Copy the Mary Kay Andrews interview page, starting with "You started your" and going on through "a novelist today?", and swap "journalist" for "newspaper writer".

• _Page text_:
——————

Publishers Weekly has described author Mary Kay Andrews’ work as “authentic,” a “Southern charmer” and “bright, engaging and thoughtful.” Judging by her loyal following of readers—who devour her latest bestselling beach reads, delight in her mystery writing backlist, enthusiastically follow her blog, and invite her into their lives through book clubs and social media—the same might be said of Andrews herself.
But for those fans who love her as much for her character-driven stories as for her willingness to blog her favorite recipes and thrift store finds, how Andrews got her start might come as a bit of a surprise—though how she ultimately found her niche makes the best kind of sense.
Andrews started out not as a fiction writer, chef or antiques dealer, but as a reporter covering the most serious of stories: the real-life Savannah, Ga., murder trial that became the basis of John Berendt’s iconic Midnight in the Garden of Good and Evil. She went on to spend a decade as a feature writer with The Atlanta Journal-Constitution before trying her hand at a different kind of murder story: the mystery novel. She had modest success publishing 10 mysteries under her real name, Kathy Hogan Trocheck—but she wanted more. She wanted, truly wanted, to push herself as a writer. And she wanted, one way or another, to debut in the top 10 on The New York Times bestseller list. Pulling it off would require another career turn—to women’s fiction, a pen name and a heightened emphasis on outreach to her readers.
Now known for the kind of bestsellers that are best matched with sweet tea and sunshine, most recently Deep Dish, The Fixer Upper and Summer Rental (which hit No. 5 on the NYT charts), Andrews is looking ahead to the release of her ninth women’s fiction title, Spring Fever, in June.
Today, Andrews says she views her career as a fixer-upper of sorts: Much like the 1926 Craftsman home she’s lovingly restored in Atlanta, her 20 years of publishing have been driven by her ability to envision renovations to her identity as an author—and then put in the necessary work to make them reality.
In an exclusive interview in the March/April 2012 issue of Writer’s Digest magazine, Andrews shares her insights on how other writers can use this approach to find publishing success. In this bonus online-only Q&A, she talks more about her own path and her writing process—and even shares a favorite recipe.
You started your writing career as a journalist in Savannah, eventually working as a reporter for The Atlanta Journal-Constitution for 10 years. How did news reporting contribute to your success as a novelist today?
I didn’t spend a lot of time as a news reporter. The greater part of my experience was as a feature writer. As a kid I was always fascinated with crime. My uncle was a career police officer and at Sunday dinners he’d tell us what he was working on. I always loved and read newspapers. I had an early interest in crime and court, and that played a part in my starting to write mystery novels.
Southern culture is so embedded in the people and places you write about. How much time do you spend on research, and how do you manage to capture the essence of the South so well?

——————

• _Information given_:
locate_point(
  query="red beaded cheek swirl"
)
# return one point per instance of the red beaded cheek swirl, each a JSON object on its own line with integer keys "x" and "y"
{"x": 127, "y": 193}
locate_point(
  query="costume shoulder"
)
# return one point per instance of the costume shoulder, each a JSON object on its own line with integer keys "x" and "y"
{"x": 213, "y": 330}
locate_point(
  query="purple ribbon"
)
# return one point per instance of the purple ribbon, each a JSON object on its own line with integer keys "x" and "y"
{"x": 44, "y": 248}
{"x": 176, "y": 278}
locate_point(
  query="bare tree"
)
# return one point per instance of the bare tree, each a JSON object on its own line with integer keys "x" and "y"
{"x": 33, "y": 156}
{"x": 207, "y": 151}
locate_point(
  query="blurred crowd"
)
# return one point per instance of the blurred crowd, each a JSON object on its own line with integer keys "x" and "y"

——————

• _Expected answer_:
You started your writing career as a newspaper writer in Savannah, eventually working as a reporter for The Atlanta Journal-Constitution for 10 years. How did news reporting contribute to your success as a novelist today?